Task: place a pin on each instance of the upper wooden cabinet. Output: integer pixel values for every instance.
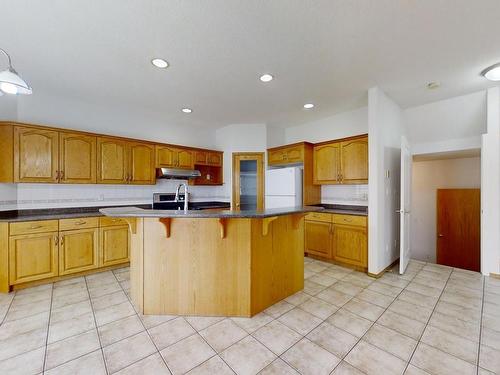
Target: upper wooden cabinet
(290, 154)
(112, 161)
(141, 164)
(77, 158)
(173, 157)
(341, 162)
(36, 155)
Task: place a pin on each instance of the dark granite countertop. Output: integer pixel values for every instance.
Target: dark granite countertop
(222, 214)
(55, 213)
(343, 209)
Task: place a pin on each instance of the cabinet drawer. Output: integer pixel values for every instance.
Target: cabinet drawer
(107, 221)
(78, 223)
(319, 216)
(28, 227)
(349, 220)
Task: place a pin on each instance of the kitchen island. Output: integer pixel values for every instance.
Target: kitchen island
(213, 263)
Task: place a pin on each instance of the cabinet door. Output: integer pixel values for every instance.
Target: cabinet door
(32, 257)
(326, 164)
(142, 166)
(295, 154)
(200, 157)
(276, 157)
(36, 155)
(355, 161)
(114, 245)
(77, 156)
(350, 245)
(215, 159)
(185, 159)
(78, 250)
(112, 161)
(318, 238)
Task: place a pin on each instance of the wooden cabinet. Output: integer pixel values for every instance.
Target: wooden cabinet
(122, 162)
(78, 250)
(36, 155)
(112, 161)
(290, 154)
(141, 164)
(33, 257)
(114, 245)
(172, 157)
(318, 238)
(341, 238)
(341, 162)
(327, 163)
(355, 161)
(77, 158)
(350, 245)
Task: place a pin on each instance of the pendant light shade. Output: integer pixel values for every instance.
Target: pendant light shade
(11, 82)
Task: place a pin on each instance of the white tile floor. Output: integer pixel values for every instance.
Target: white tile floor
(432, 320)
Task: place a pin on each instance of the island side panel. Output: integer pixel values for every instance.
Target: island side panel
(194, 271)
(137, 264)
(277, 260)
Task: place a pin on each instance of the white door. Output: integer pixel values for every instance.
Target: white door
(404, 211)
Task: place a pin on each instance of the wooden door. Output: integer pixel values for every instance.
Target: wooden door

--

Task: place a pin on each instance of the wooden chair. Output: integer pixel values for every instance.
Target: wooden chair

#### Problem statement
Revise the stretch from the line containing "Task: place a pin on each instance of the wooden door." through the line containing "Target: wooden door", putting "glass door" wherever "wooden door" appears and changing nothing else. Give back only those lines.

#### Output of the task
Task: place a pin on each instance of the glass door. Output: integer pixel values for every instance.
Target: glass door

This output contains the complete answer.